### Data records
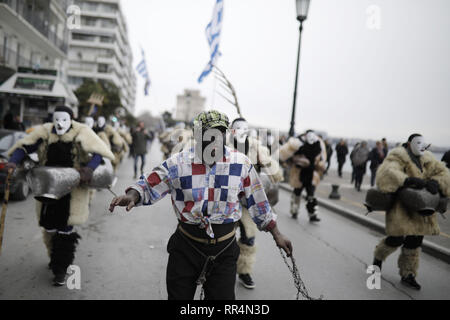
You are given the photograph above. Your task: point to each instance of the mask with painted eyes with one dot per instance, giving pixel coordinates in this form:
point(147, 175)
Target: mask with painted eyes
point(62, 122)
point(418, 146)
point(101, 122)
point(240, 131)
point(89, 121)
point(311, 138)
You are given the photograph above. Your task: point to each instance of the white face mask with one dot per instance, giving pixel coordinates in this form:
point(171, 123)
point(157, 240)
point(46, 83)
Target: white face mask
point(311, 138)
point(418, 146)
point(101, 122)
point(240, 131)
point(61, 122)
point(89, 121)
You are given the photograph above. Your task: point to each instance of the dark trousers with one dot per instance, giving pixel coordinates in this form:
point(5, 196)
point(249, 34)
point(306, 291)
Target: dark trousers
point(142, 156)
point(373, 176)
point(185, 266)
point(408, 242)
point(310, 190)
point(359, 175)
point(340, 165)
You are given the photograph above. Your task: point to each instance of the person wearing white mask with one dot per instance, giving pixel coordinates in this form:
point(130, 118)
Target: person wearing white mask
point(63, 143)
point(112, 139)
point(306, 156)
point(89, 121)
point(409, 166)
point(260, 157)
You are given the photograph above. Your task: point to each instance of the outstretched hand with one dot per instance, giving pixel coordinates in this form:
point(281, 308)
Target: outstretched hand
point(129, 201)
point(283, 243)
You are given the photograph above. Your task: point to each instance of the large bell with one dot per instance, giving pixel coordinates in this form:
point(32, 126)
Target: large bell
point(378, 201)
point(52, 183)
point(419, 200)
point(271, 189)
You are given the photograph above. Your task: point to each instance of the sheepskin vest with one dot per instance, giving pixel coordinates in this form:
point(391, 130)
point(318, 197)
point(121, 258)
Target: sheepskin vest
point(288, 150)
point(78, 142)
point(392, 174)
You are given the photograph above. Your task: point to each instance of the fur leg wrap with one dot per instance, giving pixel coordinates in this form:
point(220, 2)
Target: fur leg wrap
point(408, 262)
point(382, 250)
point(47, 237)
point(295, 204)
point(246, 258)
point(63, 251)
point(311, 206)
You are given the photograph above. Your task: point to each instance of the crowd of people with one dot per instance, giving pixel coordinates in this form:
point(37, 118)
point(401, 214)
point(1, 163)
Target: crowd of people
point(223, 180)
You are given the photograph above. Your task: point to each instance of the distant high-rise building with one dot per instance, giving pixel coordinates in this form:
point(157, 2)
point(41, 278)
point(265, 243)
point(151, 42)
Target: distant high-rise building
point(189, 105)
point(33, 59)
point(100, 49)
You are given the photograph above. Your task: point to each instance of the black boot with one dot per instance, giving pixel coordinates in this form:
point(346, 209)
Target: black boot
point(411, 282)
point(62, 256)
point(377, 263)
point(311, 208)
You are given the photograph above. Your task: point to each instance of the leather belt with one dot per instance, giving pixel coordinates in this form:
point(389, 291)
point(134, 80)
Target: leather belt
point(207, 241)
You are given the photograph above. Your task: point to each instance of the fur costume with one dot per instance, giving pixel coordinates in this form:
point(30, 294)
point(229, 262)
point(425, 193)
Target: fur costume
point(84, 142)
point(260, 156)
point(116, 143)
point(382, 250)
point(392, 174)
point(63, 251)
point(295, 204)
point(288, 150)
point(247, 257)
point(408, 262)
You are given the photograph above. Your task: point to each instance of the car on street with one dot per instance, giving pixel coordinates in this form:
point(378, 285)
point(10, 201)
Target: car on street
point(19, 187)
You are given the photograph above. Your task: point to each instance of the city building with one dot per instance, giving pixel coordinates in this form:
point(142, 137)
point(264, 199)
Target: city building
point(189, 105)
point(100, 49)
point(33, 58)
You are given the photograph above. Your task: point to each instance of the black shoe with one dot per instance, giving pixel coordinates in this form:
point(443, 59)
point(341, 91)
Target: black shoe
point(247, 281)
point(411, 282)
point(377, 263)
point(59, 280)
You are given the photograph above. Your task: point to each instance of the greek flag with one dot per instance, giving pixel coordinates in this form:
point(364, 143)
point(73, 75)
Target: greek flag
point(213, 36)
point(142, 70)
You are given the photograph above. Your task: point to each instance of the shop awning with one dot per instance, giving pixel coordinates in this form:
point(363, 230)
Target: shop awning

### What to do
Starting at the beginning of the rows and going through the line with "point(311, 206)", copy out the lines again with "photograph" swapped for "image" and nothing else changed. Omit the pictures.

### Output
You are given the image above. Your task: point to each instance of the mask with painted eyes with one dot per instance, giving pixel coordinates in this form:
point(147, 175)
Target: mask with painted eyes
point(62, 122)
point(418, 146)
point(101, 122)
point(240, 131)
point(89, 121)
point(311, 138)
You are given the image above. Your task: point to each instance of the white face mask with one dot per instance, giving pixel coordinates in this form:
point(171, 123)
point(157, 240)
point(46, 83)
Target: white face mask
point(311, 138)
point(418, 146)
point(101, 122)
point(240, 131)
point(61, 122)
point(89, 121)
You are given the image above. Your task: point to each instance of the dark trousers with one dot per instance, giving pixel coordinates in this form:
point(5, 196)
point(249, 34)
point(306, 291)
Target: dark trousers
point(142, 156)
point(373, 176)
point(185, 266)
point(408, 242)
point(310, 190)
point(359, 175)
point(340, 165)
You are given the image above. Your task: point to each instance of the person wearing white mask with one dot per instance, giving pixel coordinates in this form:
point(130, 118)
Target: person wearing white mask
point(63, 143)
point(112, 139)
point(306, 156)
point(89, 121)
point(409, 166)
point(260, 157)
You are given the image above. Your task: point to each instance of the outstretched hand with one dot per instance, giving pixel coordinates in this form:
point(281, 308)
Target: outstretched hand
point(129, 201)
point(283, 243)
You are given the image above. Your task: point to each instance of the large bell with one dot per instance, giving pixel coordinates in this form:
point(32, 126)
Target: large bell
point(378, 201)
point(52, 183)
point(419, 200)
point(271, 189)
You are given the image above. Your task: point to each instance of the sheepskin vest with one dot per instance, giving pixel coordinates in this form:
point(391, 130)
point(318, 197)
point(121, 258)
Target: sheepskin vest
point(288, 150)
point(78, 142)
point(392, 174)
You are given the image above. Your task: point to each instance of the fur leg wrap with one dot per instance, giving pixel coordinates in this form:
point(220, 2)
Target: fur leg wrap
point(408, 262)
point(382, 250)
point(47, 237)
point(295, 204)
point(246, 258)
point(63, 251)
point(311, 206)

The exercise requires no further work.